-- INSTRUCTION 1 --
For the passage about the Junior GEM housing scheme, decide whether each statement agrees with it, answering yes or no and quoting the deciding words: (a) The students sit additional examinations to earn their qualification. (b) Work placements take place in the second year. (c) Eight young people are part of the one-year study programme.
-- INSTRUCTION 2 --
Reproduce word for word the portion of the passage about the Junior GEM housing scheme that opens with the words containing "The students are" and closes with "in the sector.".

-- READING PASSAGE --
* * *
The students are in fact part of a brand new pilot scheme to teach students from schools and colleges about housing. The eight young people here today are part of a one-year study programme, involving both classroom-based learning and work shadowing. This will be followed by work placements in year two.

The scheme, known as the Junior GEM programme, was designed by Incommunities and learning and development organisation Centre for Partnership, to provide a pathway into management careers in the sector.

The students take part alongside their existing A-level studies and should emerge at the end with a Chartered Institute of Housing level 3 qualification. This doesn’t involve additional examinations for the students, however, as they are assessed by classroom-based tasks and coursework.

Trude Feiweles, associate headteacher at Tong High School, said the school had been keen to help create a pilot programme from the moment it first heard about the idea.
* * *
-- RECORDS --
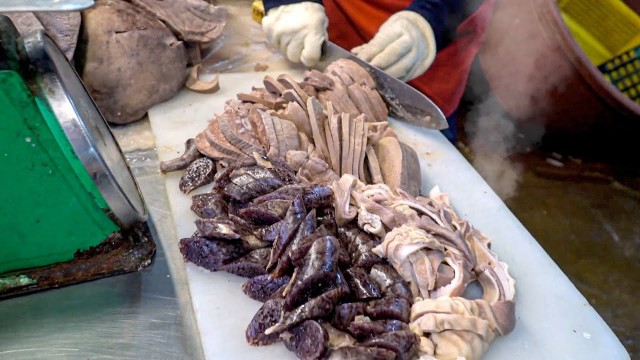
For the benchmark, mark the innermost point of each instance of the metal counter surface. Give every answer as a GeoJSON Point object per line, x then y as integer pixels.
{"type": "Point", "coordinates": [143, 315]}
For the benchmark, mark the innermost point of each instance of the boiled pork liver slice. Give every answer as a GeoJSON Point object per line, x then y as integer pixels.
{"type": "Point", "coordinates": [389, 155]}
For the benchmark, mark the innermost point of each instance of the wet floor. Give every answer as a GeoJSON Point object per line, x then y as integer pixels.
{"type": "Point", "coordinates": [588, 221]}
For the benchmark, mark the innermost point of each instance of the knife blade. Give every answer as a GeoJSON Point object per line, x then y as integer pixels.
{"type": "Point", "coordinates": [405, 103]}
{"type": "Point", "coordinates": [44, 5]}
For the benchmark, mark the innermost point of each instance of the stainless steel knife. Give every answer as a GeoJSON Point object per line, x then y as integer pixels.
{"type": "Point", "coordinates": [404, 102]}
{"type": "Point", "coordinates": [44, 5]}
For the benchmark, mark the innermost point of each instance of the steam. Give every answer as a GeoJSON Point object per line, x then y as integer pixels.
{"type": "Point", "coordinates": [493, 138]}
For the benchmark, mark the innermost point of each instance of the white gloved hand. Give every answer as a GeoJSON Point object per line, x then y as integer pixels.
{"type": "Point", "coordinates": [403, 47]}
{"type": "Point", "coordinates": [298, 30]}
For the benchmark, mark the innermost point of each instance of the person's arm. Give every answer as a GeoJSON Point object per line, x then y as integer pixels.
{"type": "Point", "coordinates": [437, 13]}
{"type": "Point", "coordinates": [297, 28]}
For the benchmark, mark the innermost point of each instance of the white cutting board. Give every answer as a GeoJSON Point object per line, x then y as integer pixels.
{"type": "Point", "coordinates": [554, 321]}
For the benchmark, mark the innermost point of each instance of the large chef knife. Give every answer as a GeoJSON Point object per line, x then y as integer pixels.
{"type": "Point", "coordinates": [44, 5]}
{"type": "Point", "coordinates": [405, 103]}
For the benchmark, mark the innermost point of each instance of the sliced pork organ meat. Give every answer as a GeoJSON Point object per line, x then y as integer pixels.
{"type": "Point", "coordinates": [338, 338]}
{"type": "Point", "coordinates": [209, 205]}
{"type": "Point", "coordinates": [290, 132]}
{"type": "Point", "coordinates": [346, 161]}
{"type": "Point", "coordinates": [317, 170]}
{"type": "Point", "coordinates": [334, 154]}
{"type": "Point", "coordinates": [316, 308]}
{"type": "Point", "coordinates": [291, 95]}
{"type": "Point", "coordinates": [220, 143]}
{"type": "Point", "coordinates": [229, 128]}
{"type": "Point", "coordinates": [309, 340]}
{"type": "Point", "coordinates": [356, 125]}
{"type": "Point", "coordinates": [268, 102]}
{"type": "Point", "coordinates": [306, 228]}
{"type": "Point", "coordinates": [336, 132]}
{"type": "Point", "coordinates": [357, 146]}
{"type": "Point", "coordinates": [303, 139]}
{"type": "Point", "coordinates": [298, 115]}
{"type": "Point", "coordinates": [309, 90]}
{"type": "Point", "coordinates": [390, 282]}
{"type": "Point", "coordinates": [318, 273]}
{"type": "Point", "coordinates": [339, 97]}
{"type": "Point", "coordinates": [361, 100]}
{"type": "Point", "coordinates": [361, 285]}
{"type": "Point", "coordinates": [296, 158]}
{"type": "Point", "coordinates": [362, 152]}
{"type": "Point", "coordinates": [292, 220]}
{"type": "Point", "coordinates": [317, 119]}
{"type": "Point", "coordinates": [317, 196]}
{"type": "Point", "coordinates": [209, 254]}
{"type": "Point", "coordinates": [389, 307]}
{"type": "Point", "coordinates": [299, 250]}
{"type": "Point", "coordinates": [412, 177]}
{"type": "Point", "coordinates": [287, 192]}
{"type": "Point", "coordinates": [274, 86]}
{"type": "Point", "coordinates": [267, 316]}
{"type": "Point", "coordinates": [366, 328]}
{"type": "Point", "coordinates": [355, 72]}
{"type": "Point", "coordinates": [262, 287]}
{"type": "Point", "coordinates": [290, 83]}
{"type": "Point", "coordinates": [282, 144]}
{"type": "Point", "coordinates": [262, 125]}
{"type": "Point", "coordinates": [376, 131]}
{"type": "Point", "coordinates": [359, 244]}
{"type": "Point", "coordinates": [317, 79]}
{"type": "Point", "coordinates": [241, 107]}
{"type": "Point", "coordinates": [265, 213]}
{"type": "Point", "coordinates": [378, 105]}
{"type": "Point", "coordinates": [251, 265]}
{"type": "Point", "coordinates": [203, 145]}
{"type": "Point", "coordinates": [389, 155]}
{"type": "Point", "coordinates": [241, 126]}
{"type": "Point", "coordinates": [361, 353]}
{"type": "Point", "coordinates": [199, 173]}
{"type": "Point", "coordinates": [401, 342]}
{"type": "Point", "coordinates": [218, 228]}
{"type": "Point", "coordinates": [249, 182]}
{"type": "Point", "coordinates": [345, 314]}
{"type": "Point", "coordinates": [373, 165]}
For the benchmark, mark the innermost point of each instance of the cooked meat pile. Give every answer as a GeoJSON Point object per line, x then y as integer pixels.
{"type": "Point", "coordinates": [330, 124]}
{"type": "Point", "coordinates": [310, 203]}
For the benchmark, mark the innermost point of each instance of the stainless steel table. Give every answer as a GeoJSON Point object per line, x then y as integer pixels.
{"type": "Point", "coordinates": [144, 315]}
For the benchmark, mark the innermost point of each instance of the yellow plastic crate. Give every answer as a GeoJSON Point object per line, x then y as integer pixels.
{"type": "Point", "coordinates": [604, 29]}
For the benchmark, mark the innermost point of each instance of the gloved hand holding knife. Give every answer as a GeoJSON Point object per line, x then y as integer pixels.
{"type": "Point", "coordinates": [431, 43]}
{"type": "Point", "coordinates": [404, 45]}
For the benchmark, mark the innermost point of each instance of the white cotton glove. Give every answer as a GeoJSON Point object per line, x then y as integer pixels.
{"type": "Point", "coordinates": [403, 47]}
{"type": "Point", "coordinates": [298, 30]}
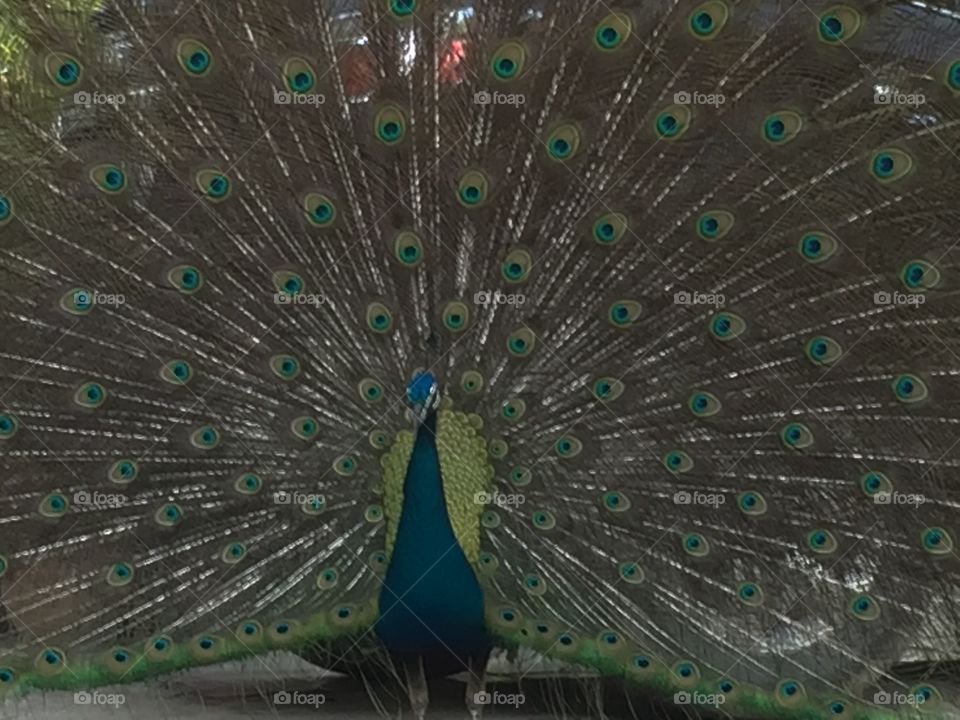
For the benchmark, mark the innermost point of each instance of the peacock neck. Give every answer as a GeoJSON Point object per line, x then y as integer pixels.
* * *
-- RIGHT ANSWER 1 --
(a) No: "This doesn’t involve additional examinations for the students"
(b) Yes: "This will be followed by work placements in year two."
(c) Yes: "The eight young people here today are part of a one-year study programme"

-- RIGHT ANSWER 2 --
The students are in fact part of a brand new pilot scheme to teach students from schools and colleges about housing. The eight young people here today are part of a one-year study programme, involving both classroom-based learning and work shadowing. This will be followed by work placements in year two.

The scheme, known as the Junior GEM programme, was designed by Incommunities and learning and development organisation Centre for Partnership, to provide a pathway into management careers in the sector.